### Stored records ###

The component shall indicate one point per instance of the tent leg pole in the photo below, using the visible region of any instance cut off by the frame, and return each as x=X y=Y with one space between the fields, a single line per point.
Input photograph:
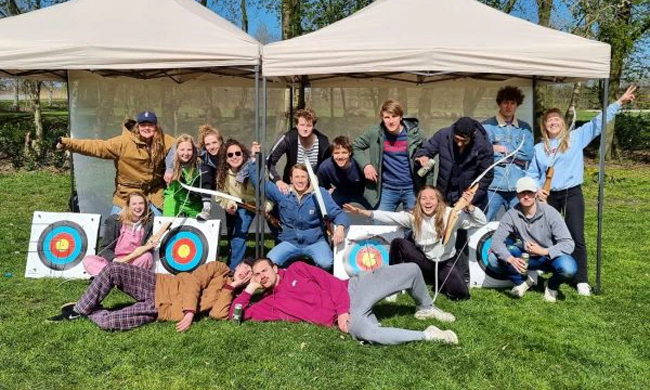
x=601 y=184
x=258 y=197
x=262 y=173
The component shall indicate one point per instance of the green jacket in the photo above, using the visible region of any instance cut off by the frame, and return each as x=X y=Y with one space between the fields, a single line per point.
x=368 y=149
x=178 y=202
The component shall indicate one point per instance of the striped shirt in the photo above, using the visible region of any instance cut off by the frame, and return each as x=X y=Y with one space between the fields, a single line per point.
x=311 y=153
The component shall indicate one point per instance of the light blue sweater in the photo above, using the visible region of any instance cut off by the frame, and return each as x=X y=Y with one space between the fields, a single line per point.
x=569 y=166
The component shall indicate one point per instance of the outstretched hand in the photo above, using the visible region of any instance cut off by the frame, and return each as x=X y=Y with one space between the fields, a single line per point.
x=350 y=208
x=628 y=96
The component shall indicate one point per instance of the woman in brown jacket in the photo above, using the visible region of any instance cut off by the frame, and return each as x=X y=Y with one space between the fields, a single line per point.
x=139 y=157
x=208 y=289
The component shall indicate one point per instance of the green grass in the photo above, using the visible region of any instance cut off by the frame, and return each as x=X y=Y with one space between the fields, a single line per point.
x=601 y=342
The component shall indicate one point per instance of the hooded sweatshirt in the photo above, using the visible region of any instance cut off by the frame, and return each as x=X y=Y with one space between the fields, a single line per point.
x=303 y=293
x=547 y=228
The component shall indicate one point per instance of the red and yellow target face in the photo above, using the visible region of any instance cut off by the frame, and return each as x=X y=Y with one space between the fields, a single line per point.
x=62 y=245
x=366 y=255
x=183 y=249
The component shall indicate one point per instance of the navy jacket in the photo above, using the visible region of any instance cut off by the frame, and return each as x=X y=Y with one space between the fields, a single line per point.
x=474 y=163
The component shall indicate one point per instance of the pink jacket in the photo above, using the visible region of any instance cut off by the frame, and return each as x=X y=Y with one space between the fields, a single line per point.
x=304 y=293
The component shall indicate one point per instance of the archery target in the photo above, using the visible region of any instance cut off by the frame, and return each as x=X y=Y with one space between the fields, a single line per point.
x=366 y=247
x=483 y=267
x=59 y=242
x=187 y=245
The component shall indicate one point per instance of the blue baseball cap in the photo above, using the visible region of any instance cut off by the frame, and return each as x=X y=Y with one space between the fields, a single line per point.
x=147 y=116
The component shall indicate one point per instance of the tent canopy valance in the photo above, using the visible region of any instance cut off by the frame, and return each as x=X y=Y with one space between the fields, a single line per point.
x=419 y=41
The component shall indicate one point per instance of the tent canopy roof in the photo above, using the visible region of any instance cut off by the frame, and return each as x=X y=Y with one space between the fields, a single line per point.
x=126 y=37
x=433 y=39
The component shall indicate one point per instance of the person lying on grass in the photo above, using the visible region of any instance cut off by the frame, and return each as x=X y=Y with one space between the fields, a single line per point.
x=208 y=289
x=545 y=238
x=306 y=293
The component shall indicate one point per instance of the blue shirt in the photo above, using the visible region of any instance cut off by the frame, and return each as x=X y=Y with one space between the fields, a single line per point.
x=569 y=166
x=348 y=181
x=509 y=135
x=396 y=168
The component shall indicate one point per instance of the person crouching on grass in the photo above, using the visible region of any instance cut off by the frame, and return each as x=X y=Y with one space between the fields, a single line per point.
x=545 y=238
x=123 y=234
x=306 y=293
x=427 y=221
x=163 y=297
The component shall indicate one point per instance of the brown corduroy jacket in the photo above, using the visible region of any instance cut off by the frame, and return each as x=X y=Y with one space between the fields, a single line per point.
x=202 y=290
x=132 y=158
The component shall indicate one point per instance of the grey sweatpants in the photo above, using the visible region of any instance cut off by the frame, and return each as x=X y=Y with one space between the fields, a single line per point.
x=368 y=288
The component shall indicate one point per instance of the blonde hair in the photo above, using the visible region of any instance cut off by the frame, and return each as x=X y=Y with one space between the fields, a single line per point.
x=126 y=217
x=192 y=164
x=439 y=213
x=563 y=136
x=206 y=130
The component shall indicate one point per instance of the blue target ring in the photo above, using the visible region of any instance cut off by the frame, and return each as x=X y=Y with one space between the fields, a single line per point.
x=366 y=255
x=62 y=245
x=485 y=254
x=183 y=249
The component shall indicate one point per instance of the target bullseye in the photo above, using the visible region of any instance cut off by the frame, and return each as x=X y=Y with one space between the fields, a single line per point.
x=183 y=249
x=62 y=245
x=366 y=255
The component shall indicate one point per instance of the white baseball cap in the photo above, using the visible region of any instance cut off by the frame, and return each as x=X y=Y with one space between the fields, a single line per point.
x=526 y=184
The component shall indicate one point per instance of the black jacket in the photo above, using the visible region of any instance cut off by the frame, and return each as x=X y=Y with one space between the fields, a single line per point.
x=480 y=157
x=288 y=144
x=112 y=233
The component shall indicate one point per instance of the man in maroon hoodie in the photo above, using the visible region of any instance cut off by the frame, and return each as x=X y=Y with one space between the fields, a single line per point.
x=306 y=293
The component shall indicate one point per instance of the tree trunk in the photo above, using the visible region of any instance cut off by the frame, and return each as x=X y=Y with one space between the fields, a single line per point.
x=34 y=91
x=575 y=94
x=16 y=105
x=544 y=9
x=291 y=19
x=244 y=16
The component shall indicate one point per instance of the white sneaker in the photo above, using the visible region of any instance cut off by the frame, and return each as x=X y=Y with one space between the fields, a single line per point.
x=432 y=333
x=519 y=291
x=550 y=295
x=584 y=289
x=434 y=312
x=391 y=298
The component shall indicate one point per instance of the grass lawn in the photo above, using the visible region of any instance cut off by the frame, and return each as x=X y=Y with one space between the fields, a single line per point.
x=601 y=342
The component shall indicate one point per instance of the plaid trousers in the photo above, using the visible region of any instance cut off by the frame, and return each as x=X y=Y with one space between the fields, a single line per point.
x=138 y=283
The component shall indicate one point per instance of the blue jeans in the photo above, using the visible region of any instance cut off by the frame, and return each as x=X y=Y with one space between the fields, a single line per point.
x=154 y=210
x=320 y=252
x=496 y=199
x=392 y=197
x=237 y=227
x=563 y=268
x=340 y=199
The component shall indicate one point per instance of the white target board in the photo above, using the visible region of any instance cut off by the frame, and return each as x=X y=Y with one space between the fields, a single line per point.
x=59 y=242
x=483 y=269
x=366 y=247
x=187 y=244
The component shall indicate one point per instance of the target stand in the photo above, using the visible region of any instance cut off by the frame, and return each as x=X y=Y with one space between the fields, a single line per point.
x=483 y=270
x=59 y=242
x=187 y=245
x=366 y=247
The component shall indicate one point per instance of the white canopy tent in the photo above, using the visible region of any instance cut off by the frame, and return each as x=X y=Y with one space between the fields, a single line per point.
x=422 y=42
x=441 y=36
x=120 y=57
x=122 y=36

###

Rewrite all of the material above, changing "one point per instance" to "a single point for each instance" and keeping everything else the same. Leave the pictures out of your answer.

The component shall indicate a single point for each instance of the tent leg pole in the photo below, using the visible region of any instance cut off by the frame, and return each as x=X y=Y with one space between the fields, a single line per point.
Input photograph:
x=601 y=184
x=258 y=197
x=262 y=173
The component shall indicate a single point for each instance of the green jacket in the photo above, using the visible region of any instance cut off by the frame, and return each as x=X y=Y with one space between the fields, a single line per point.
x=368 y=149
x=178 y=202
The component shall indicate a single point for each instance of the striped shirt in the photo above, using the visible region of any instance cut off by the frame, and return each as x=X y=Y with one space between the fields, a single line per point.
x=311 y=153
The component shall indicate a single point for each instance of the light blue sweater in the photo above, using the visible region of any instance cut off by the frame, and return each as x=X y=Y with one space between the fields, a single line per point.
x=569 y=166
The component shall indicate a single point for each instance of the outstretched hand in the photo above, using the visible region of any instance cut off by the frame, and return each as x=X y=Y with one space between the fields, a single line per point.
x=350 y=208
x=628 y=96
The component shall indicate a single point for each instance of the woman in brown jacket in the photo above, using the visible region of any instance cut off by the frame, and return each as x=X y=Y with one space between the fields, a single line per point.
x=139 y=157
x=208 y=289
The component shall indicate a single point for each instance of the green grass in the photo above, using the visible region of any instance cut off by the frame, and return each as x=X y=Y with one space between the fields, a single line per point.
x=601 y=342
The component shall indicate a single point for each instance of the hooded sweatshirt in the photo above, using the visible region of any instance cut off by the frame, and return each as x=X y=Y with one space between the fields, a single line per point.
x=303 y=293
x=547 y=228
The component shall indicate a single point for each instance of the red and yellow target face in the photo above, using the visible region of any instance cut off by the frame, and return each as x=X y=Y with one space between the fields, a single line per point.
x=62 y=245
x=366 y=255
x=183 y=249
The component shall indicate a single point for each instance of the navy jacket in the photo above, using the visible region of any instance cut off by the frame, and return each as x=X y=Y with one space between the fields, a single line per point.
x=474 y=163
The component shall indicate a single point for each instance of the pink jacket in the photo above, using the visible region of any instance cut off by the frame, and return each as x=X y=Y with one space between the fields, a single line per point.
x=304 y=293
The component shall indicate a single point for each instance of the archery target in the photo above, using the visible region of any instance cut off by the frame, and return each as x=X y=Y with one space between the fields, a single line per point.
x=366 y=247
x=483 y=267
x=59 y=242
x=187 y=245
The component shall indicate a single point for each instance of the blue baseball cap in the photo above, using the visible region of any instance cut off by the frame, and return each as x=X y=Y with one space between the fields, a single line per point.
x=147 y=116
The component shall indicate a single point for each instance of the tent canopy valance in the photo above, using the visible region of any instance cut off by the frame, and return each as x=X y=Y with one space between the fields, a single line per point.
x=419 y=41
The component shall indicate a single point for each instance of the tent canopy roof in the photo above, using the visible region of any instance cut off by the frame, and return each as x=X y=Y with one space between the fields, a single line per point.
x=126 y=37
x=433 y=39
The component shall indicate a single point for each instance of the person lying on grass in the photo above, using the visible region of any instance cut off by the frame, and return each as x=X y=Y with one space between the fields, a single line per point.
x=208 y=289
x=545 y=238
x=306 y=293
The component shall indicate a single point for each instance of the blue shirt in the photo above, using the visible region of any instance cut off by the frame, and return each as x=X y=Y with one space between the fields, a single line per point.
x=569 y=166
x=348 y=181
x=509 y=135
x=396 y=168
The component shall indicate a single point for each instance of the person crouching on grass in the photo above, using the visible region of any instance cut off by the frame, and return each as x=X y=Y with one space between the fields, a single line per point.
x=545 y=238
x=123 y=234
x=306 y=293
x=427 y=221
x=163 y=297
The component shall indicate a single point for each instance of the brown corduroy jacket in the photo above, using the visible region of any instance cut off by the frame, and return each as x=X y=Y with one space between the fields, a single line per point.
x=202 y=290
x=132 y=158
The component shall indicate a single point for each instance of the grey sweatpants in the photo above, using the visible region of any instance cut off by the frame, and return each as x=X y=Y with one space between the fields, a single line per point.
x=368 y=288
The component shall indicate a single point for each instance of the blonde hair in the photo above, using the visible region of any instance cut off by the frame, and return each as x=X y=Y with one space between the fields, a single line per point.
x=126 y=217
x=192 y=164
x=439 y=213
x=563 y=136
x=206 y=130
The component shall indicate a single point for each instance of the blue target ring in the photo above, using the visible region of any instance cut off by the frame, and return each as x=X y=Y with one space between the fields, a single line per point.
x=366 y=255
x=62 y=245
x=485 y=254
x=183 y=249
The component shall indicate a single point for each instance of the target bullseye in the photo above, using the visible region of any instance cut off by the frame, and return each as x=X y=Y with one space between the fields, a single line per point.
x=183 y=249
x=62 y=245
x=366 y=255
The component shall indicate a single point for each instance of the white baseball cap in the photo above, using the visible region of any instance cut off by the frame, and return each as x=X y=Y with one space between the fields, a single line per point.
x=526 y=184
The component shall indicate a single point for each instance of the black jacket in the photo above, using the visible region of any instance cut off by the frame, and return each as x=X y=Y with one space between the fields, a single line per point.
x=480 y=157
x=288 y=144
x=112 y=233
The component shall indicate a single point for each instance of the man in maroon hoodie in the photo above, using the visible region of any instance cut off by the frame, and return each as x=X y=Y with one space between the fields, a single line per point.
x=306 y=293
The component shall indicate a single point for each instance of the tree trunk in the photo above, using the visible region of any instance cut off by the frame, and return each as x=X y=Y with one space between the fields, a single line per point.
x=34 y=91
x=575 y=94
x=16 y=105
x=544 y=9
x=291 y=19
x=244 y=16
The component shall indicate a single point for each instance of the white sneaker in the photo above, using the visible region of any instance cut off by the frame, and return each as x=X y=Y with one space between the fields, a single line per point.
x=432 y=333
x=519 y=291
x=550 y=295
x=584 y=289
x=434 y=312
x=391 y=298
The component shall indicate a single point for each instance of the grass lawn in the photo above, using the visible region of any instance cut off by the frame, and return each as x=X y=Y with one space between the fields, a single line per point.
x=601 y=342
The component shall indicate a single point for each instance of the plaid trousers in the photo above, using the visible region of any instance cut off by the frame, and return each as x=X y=Y with one space between the fields, a single line per point.
x=138 y=283
The component shall indicate a single point for each instance of the blue jeans in the photo above, using the visible region of any instance cut off by the frame, and return each as x=X y=Y with one space between the fields, a single line per point.
x=154 y=210
x=320 y=252
x=496 y=199
x=392 y=197
x=237 y=227
x=563 y=268
x=340 y=199
The component shall indicate a single point for each instance of the white target board in the photo above, using the visible region of any instance cut off by the frame, and return each as x=X y=Y with one space between the fields, a single line per point.
x=59 y=242
x=483 y=269
x=366 y=247
x=187 y=244
The component shall indicate a single point for each instance of the target stand in the photo above, using the visible region of any instance cut off by the frame, and return each as x=X y=Y with one space between the fields, a single line per point.
x=483 y=270
x=59 y=242
x=187 y=245
x=366 y=247
The component shall indicate a single point for each instance of the white canopy tent in the photo above, using the visible region of any instance cut off by the frame, and return each as x=X y=Y with one space between the fields, a single line per point.
x=422 y=42
x=441 y=36
x=120 y=57
x=122 y=36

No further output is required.